» **Set exercise 1**
According to the Vaca Muerta text, over what area was the Vaca Muerta Formation deposited?
----- Document
Figure 6 Phases to de-risk an unconventional play.

Integrated Geology of the Vaca Muerta Formation[edit]

The following section summarizes the geological knowledge on the Vaca Muerta Formation derived from (1) the data gathered during the last decade, related to the search and discovery of the Giant Field Vaca Muerta, and (2) the data legacy of an entire century, related to the activity of the O&G industry in the Neuquén Super Basin. Both data sets are fundamental to build reliable models for planning the expensive phases needed to de-risk a self-sourced unconventional play (from the exploration phase to the development phase).

Tectonic Setting[edit]

The Neuquén Basin, located in west-central Argentina, is a sub-Andean, retroarc-related foreland depocenter, developed during the Jurassic, Cretaceous, and Cenozoic. The Mesozoic sedimentary column (7000–10,000 m thick) is characterized by four main tectono-sedimentary episodes (Figure 1): (1) the Late Triassic to Early Jurassic rift stage that recorded volcanic epiclastic deposits partly filling the dense mosaic of small half-grabens (10–70 km by 5–10 km) created during the rift itself (Precuyano Cycle); (2) the Early and Middle Jurassic thermal subsidence (Cuyo and Lotena groups) that gradually generated a single broad basin: the Neuquén Basin; (3) the Late Jurassic to Late Cretaceous thermal subsidence of the sag stage (Mendoza and Bajada del Agrio groups), with local tectonic inversions; and (4) the Late Cretaceous to Neogene retro-arc shortening (Andean uplift) that created fold-and-thrust belts, a foreland basin and a peripheral bulge (Neuquén and Malargüe groups)^[12]. The tectono-sedimentary episode 3, from early Tithonian to early Valanginian, includes the deposition of the Vaca Muerta Formation over an area of 30,000 km².

Analyzing the distribution and interaction between the inherited and the neo-formed structures, the Vaca Muerta Formation can be subdivided into four main areas^[13] (Figure 7): (1) the eastern area dominated by normal faults (en echelon clusters 50–70 km long) generated by the oblique-divergent reactivation of N120°E half-graben bounding normal faults, (2) the southwestern area where en echelon normal faults are mixed with the reverse faults of the Huincul High, (3) the central western area dominated by post-depositional thrust faults rooted in the evaporitic Auquilco Formation, and strike-slip faults, (4) the northwestern area where normal fault families are affected by Cenozoic volcanic systems.

Figure 7 Top: faults and lineaments at the base of the Vaca Muerta Formation; the distribution and interaction between inherited and neo-formed structures subdivide the Vaca Muerta play into four areas (straight gray lines). Bottom: regional cross section showing types of faults (modified from Marchal et al.^[13]).
----------
----- Given records
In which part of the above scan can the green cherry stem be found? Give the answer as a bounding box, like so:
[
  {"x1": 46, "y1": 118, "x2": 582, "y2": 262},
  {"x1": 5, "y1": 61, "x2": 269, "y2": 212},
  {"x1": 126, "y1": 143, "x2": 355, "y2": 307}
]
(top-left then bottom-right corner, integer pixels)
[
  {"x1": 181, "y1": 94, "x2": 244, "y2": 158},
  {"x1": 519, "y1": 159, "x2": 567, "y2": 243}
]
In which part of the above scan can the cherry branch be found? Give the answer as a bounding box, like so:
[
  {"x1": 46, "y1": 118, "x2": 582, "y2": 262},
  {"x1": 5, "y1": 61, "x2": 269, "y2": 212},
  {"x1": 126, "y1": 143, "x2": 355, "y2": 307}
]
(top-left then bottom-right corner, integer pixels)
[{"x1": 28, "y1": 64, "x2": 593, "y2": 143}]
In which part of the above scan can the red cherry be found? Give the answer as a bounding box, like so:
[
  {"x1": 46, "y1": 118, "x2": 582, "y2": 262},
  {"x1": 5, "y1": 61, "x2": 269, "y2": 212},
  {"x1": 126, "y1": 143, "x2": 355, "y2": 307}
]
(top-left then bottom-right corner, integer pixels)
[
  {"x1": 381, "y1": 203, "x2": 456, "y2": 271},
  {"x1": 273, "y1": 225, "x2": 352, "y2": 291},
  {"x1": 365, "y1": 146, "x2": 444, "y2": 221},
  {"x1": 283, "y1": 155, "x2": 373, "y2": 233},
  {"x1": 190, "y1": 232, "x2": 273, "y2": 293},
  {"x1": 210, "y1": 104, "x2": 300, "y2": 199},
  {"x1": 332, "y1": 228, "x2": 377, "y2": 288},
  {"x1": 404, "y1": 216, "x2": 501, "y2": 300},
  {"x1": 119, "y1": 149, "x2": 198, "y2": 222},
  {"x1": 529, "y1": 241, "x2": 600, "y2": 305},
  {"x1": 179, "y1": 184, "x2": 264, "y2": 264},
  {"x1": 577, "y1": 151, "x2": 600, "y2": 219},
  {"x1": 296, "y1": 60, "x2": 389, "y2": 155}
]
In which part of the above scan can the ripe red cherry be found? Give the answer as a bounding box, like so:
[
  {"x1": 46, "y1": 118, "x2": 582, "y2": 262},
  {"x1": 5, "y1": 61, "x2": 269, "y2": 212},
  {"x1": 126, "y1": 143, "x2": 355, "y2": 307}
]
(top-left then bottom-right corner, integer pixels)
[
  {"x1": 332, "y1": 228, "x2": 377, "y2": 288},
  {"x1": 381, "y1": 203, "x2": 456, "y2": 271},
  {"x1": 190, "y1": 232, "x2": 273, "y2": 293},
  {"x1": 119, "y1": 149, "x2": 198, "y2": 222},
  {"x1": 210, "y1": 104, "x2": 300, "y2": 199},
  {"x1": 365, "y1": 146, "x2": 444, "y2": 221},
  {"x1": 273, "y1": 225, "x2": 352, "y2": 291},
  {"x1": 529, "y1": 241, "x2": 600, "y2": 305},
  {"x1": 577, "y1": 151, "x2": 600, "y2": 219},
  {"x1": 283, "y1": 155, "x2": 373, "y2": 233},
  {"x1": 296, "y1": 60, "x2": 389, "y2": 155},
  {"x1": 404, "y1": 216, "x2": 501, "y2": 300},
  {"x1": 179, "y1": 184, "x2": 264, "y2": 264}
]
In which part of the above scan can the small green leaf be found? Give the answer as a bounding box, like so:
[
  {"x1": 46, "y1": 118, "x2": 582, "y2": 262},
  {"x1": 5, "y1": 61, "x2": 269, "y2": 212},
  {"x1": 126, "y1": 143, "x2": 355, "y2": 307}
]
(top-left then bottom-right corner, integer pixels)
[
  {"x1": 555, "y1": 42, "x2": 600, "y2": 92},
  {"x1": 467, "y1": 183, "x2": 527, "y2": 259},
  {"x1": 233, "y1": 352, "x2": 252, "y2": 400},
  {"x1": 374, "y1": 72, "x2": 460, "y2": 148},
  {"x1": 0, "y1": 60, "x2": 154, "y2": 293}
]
----------
» **Set exercise 2**
Lay out the stretch of the listing from the line containing "In which part of the above scan can the small" through the end of the listing as a Markdown table with the columns Row and Listing line, one line per row and blank lines left out.

» **Correct output 1**
Over an area of 30,000 km².

» **Correct output 2**
| Row | Listing line |
|---|---|
| 1 | In which part of the above scan can the small green leaf be found? Give the answer as a bounding box, like so: |
| 2 | [ |
| 3 |   {"x1": 46, "y1": 118, "x2": 582, "y2": 262}, |
| 4 |   {"x1": 5, "y1": 61, "x2": 269, "y2": 212}, |
| 5 |   {"x1": 126, "y1": 143, "x2": 355, "y2": 307} |
| 6 | ] |
| 7 | (top-left then bottom-right corner, integer pixels) |
| 8 | [ |
| 9 |   {"x1": 555, "y1": 42, "x2": 600, "y2": 92}, |
| 10 |   {"x1": 467, "y1": 183, "x2": 527, "y2": 259}, |
| 11 |   {"x1": 233, "y1": 352, "x2": 252, "y2": 400}, |
| 12 |   {"x1": 374, "y1": 72, "x2": 460, "y2": 148}, |
| 13 |   {"x1": 0, "y1": 60, "x2": 154, "y2": 293} |
| 14 | ] |